'''

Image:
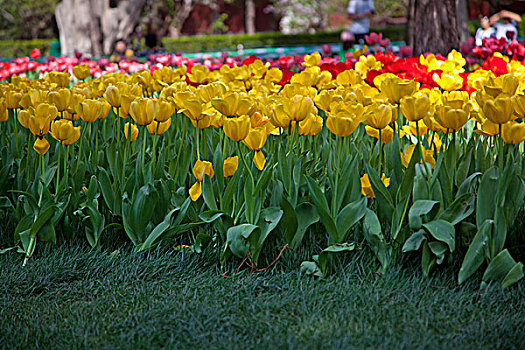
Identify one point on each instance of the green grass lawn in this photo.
(70, 297)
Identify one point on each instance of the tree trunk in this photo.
(432, 26)
(250, 16)
(462, 20)
(91, 26)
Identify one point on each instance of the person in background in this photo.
(360, 12)
(506, 29)
(485, 32)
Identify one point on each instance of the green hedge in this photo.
(231, 41)
(14, 48)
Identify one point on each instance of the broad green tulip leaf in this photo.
(487, 194)
(306, 216)
(241, 239)
(419, 209)
(515, 274)
(476, 252)
(211, 215)
(289, 221)
(443, 231)
(414, 242)
(499, 267)
(334, 248)
(459, 210)
(208, 195)
(349, 216)
(322, 209)
(374, 237)
(201, 241)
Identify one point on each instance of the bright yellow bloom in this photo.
(255, 139)
(341, 124)
(312, 60)
(237, 128)
(143, 110)
(415, 108)
(231, 164)
(158, 127)
(407, 156)
(379, 116)
(60, 98)
(64, 132)
(81, 71)
(134, 131)
(499, 110)
(395, 88)
(41, 146)
(513, 133)
(448, 81)
(40, 119)
(366, 187)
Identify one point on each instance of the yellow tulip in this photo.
(143, 110)
(387, 134)
(513, 133)
(499, 110)
(112, 95)
(298, 107)
(255, 139)
(81, 71)
(407, 156)
(448, 81)
(451, 119)
(158, 127)
(40, 119)
(4, 115)
(311, 126)
(395, 88)
(12, 99)
(259, 160)
(237, 128)
(60, 98)
(231, 164)
(228, 104)
(195, 191)
(312, 60)
(64, 132)
(415, 108)
(379, 116)
(518, 102)
(134, 131)
(341, 124)
(366, 187)
(41, 146)
(61, 79)
(89, 110)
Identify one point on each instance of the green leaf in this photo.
(499, 267)
(487, 194)
(349, 216)
(515, 274)
(414, 242)
(241, 238)
(443, 231)
(306, 216)
(335, 248)
(208, 195)
(322, 209)
(421, 208)
(384, 198)
(374, 237)
(476, 251)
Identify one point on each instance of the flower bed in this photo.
(418, 156)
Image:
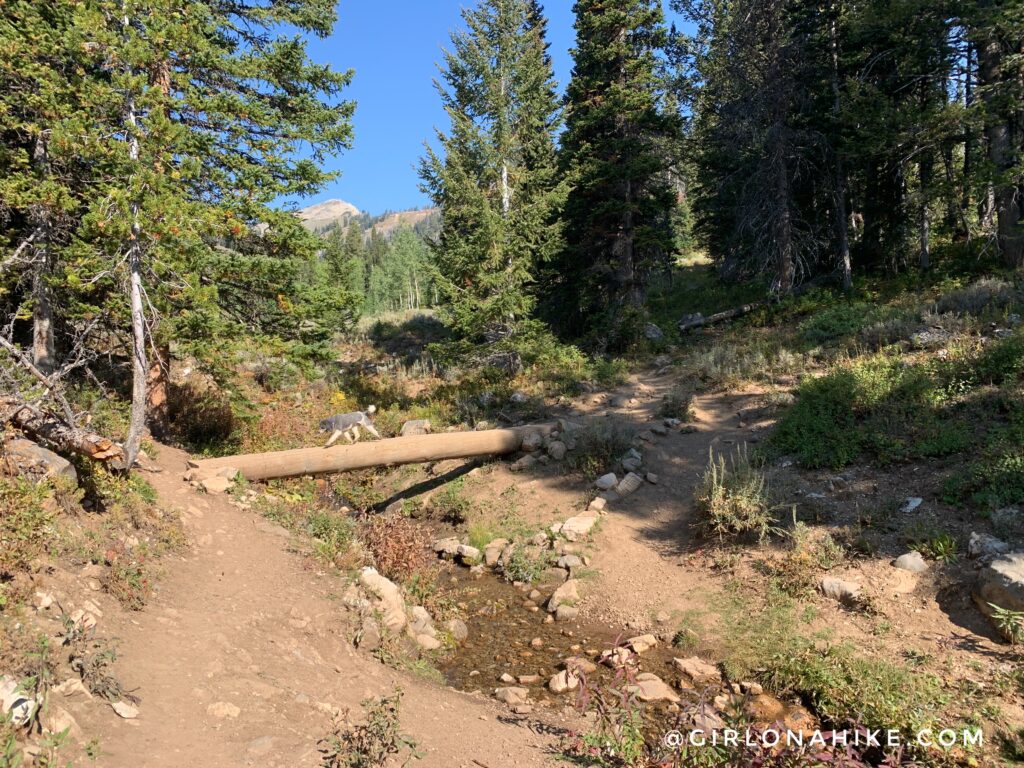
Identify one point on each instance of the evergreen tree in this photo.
(172, 126)
(621, 206)
(495, 180)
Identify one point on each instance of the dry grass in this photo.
(399, 547)
(732, 498)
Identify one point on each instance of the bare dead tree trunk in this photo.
(139, 365)
(783, 219)
(842, 220)
(969, 137)
(157, 387)
(43, 349)
(925, 168)
(57, 433)
(1001, 153)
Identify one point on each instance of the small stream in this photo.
(508, 635)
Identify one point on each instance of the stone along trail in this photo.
(242, 658)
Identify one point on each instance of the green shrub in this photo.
(599, 446)
(370, 744)
(732, 498)
(835, 323)
(820, 429)
(987, 294)
(332, 534)
(451, 505)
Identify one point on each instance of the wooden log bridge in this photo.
(387, 453)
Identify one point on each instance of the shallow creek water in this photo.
(507, 635)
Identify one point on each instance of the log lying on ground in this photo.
(386, 453)
(697, 321)
(56, 434)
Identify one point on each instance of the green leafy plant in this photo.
(369, 744)
(941, 547)
(1010, 623)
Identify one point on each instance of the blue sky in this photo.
(394, 48)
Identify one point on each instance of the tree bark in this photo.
(925, 168)
(842, 220)
(1003, 151)
(139, 365)
(43, 348)
(56, 433)
(783, 217)
(387, 453)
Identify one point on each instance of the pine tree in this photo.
(172, 125)
(621, 206)
(496, 179)
(996, 30)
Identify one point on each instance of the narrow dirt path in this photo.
(240, 659)
(645, 539)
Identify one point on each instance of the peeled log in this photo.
(387, 453)
(53, 432)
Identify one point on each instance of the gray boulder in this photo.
(1001, 585)
(38, 460)
(911, 561)
(567, 594)
(838, 589)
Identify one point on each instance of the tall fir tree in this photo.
(495, 178)
(173, 126)
(620, 210)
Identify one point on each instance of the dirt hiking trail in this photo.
(241, 659)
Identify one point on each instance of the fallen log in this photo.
(387, 453)
(56, 434)
(697, 321)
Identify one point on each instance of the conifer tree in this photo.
(171, 125)
(496, 179)
(620, 208)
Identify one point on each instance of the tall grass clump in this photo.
(732, 498)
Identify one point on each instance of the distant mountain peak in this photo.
(329, 212)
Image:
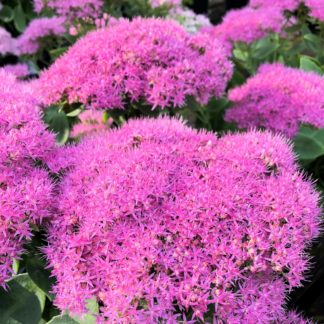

'''

Copy all of the rows above word for word, with every line in its original order, but leave the pictures out.

Expected answer
Image:
Identify one point on each instance of the green grass lawn in this photo.
(70, 297)
Identify one point on each instance of the tree trunk in this photo.
(432, 26)
(250, 16)
(462, 20)
(91, 26)
Identify one point on each instance of the person in background in this photo.
(360, 12)
(506, 29)
(485, 32)
Identify one point on each instance of the green hedge in this photo.
(231, 41)
(14, 48)
Identify one point on each instance of the broad green tulip leaf in this photo.
(487, 194)
(306, 216)
(241, 239)
(419, 209)
(515, 274)
(476, 252)
(211, 215)
(289, 221)
(443, 231)
(414, 242)
(499, 267)
(334, 248)
(459, 210)
(208, 195)
(349, 216)
(322, 209)
(374, 237)
(201, 241)
Identify one point on each instance of the bright yellow bloom in this photo.
(255, 139)
(341, 124)
(312, 60)
(237, 128)
(143, 110)
(415, 108)
(231, 164)
(158, 127)
(407, 156)
(379, 116)
(60, 98)
(64, 132)
(81, 71)
(134, 131)
(499, 110)
(395, 88)
(41, 146)
(513, 133)
(448, 81)
(40, 119)
(366, 187)
Identify one point on each instance of the yellow tulip in this photo.
(143, 110)
(387, 134)
(513, 133)
(499, 110)
(112, 95)
(298, 107)
(255, 139)
(81, 71)
(407, 156)
(448, 81)
(451, 119)
(158, 127)
(40, 119)
(4, 115)
(311, 126)
(395, 88)
(12, 99)
(259, 160)
(237, 128)
(60, 98)
(231, 164)
(228, 104)
(195, 191)
(312, 60)
(64, 132)
(415, 108)
(379, 116)
(518, 102)
(134, 131)
(341, 124)
(366, 187)
(41, 146)
(61, 79)
(89, 110)
Identify one point on each instance of the green leaf in this photo.
(499, 267)
(487, 194)
(349, 216)
(515, 274)
(414, 242)
(241, 238)
(443, 231)
(306, 216)
(335, 248)
(208, 195)
(322, 209)
(421, 208)
(384, 198)
(374, 237)
(476, 251)
Identify one point on each instance of the flower bed in this photo.
(418, 156)
Image:
Identify one point on each instance of the evergreen tree in this photo.
(172, 126)
(621, 206)
(495, 180)
Identify one point on each instance of the dry grass in this photo.
(399, 547)
(732, 498)
Identify one point on each instance of the bare dead tree trunk in this photo.
(139, 365)
(783, 219)
(842, 220)
(969, 137)
(157, 387)
(43, 349)
(925, 168)
(57, 433)
(1001, 153)
Identify one point on each instance of the small stream in this photo.
(508, 635)
Identify one point on each instance of the stone along trail in this photo.
(242, 658)
Identify one point on each instance of the green shrub in this photo.
(599, 446)
(370, 744)
(732, 498)
(835, 323)
(820, 429)
(987, 294)
(332, 534)
(451, 505)
Identify one point on each instance of the wooden log bridge in this photo.
(387, 453)
Identify one point on each instance of the shallow creek water in this photo.
(507, 635)
Identify one point on each instance of the log lying on ground in this photo.
(386, 453)
(697, 321)
(56, 434)
Identify one point on each instance of the green leafy plant in this photo.
(369, 744)
(941, 547)
(1010, 623)
Identify one point on each instance of the blue sky in this photo.
(394, 48)
Identify one point on each instance of the tree bark in this photo.
(925, 168)
(842, 220)
(1003, 151)
(139, 365)
(43, 348)
(56, 433)
(783, 217)
(387, 453)
Identify one point on each instance of the pine tree in this photo.
(172, 125)
(621, 206)
(496, 179)
(996, 30)
Identify one point on each instance of the narrow dirt path in this photo.
(240, 659)
(645, 539)
Identify one point on each instance of the peeled log in this photo.
(387, 453)
(53, 432)
Identify one point on each instance of the gray boulder in this photo.
(1001, 585)
(38, 460)
(911, 561)
(567, 594)
(838, 589)
Identify one point on each instance of the tall fir tree in this photo.
(495, 178)
(173, 126)
(620, 210)
Identify one point on each instance of the dirt hiking trail in this photo.
(241, 659)
Identify one point on each instance of the fallen log in this photo.
(387, 453)
(56, 434)
(697, 321)
Identify one point on each instance of the conifer tree in this photo.
(171, 125)
(496, 179)
(620, 208)
Identify one point on each instance of the tall grass clump in this photo.
(732, 498)
Identify one point on each instance of the distant mountain peak in this photo.
(329, 212)
Image:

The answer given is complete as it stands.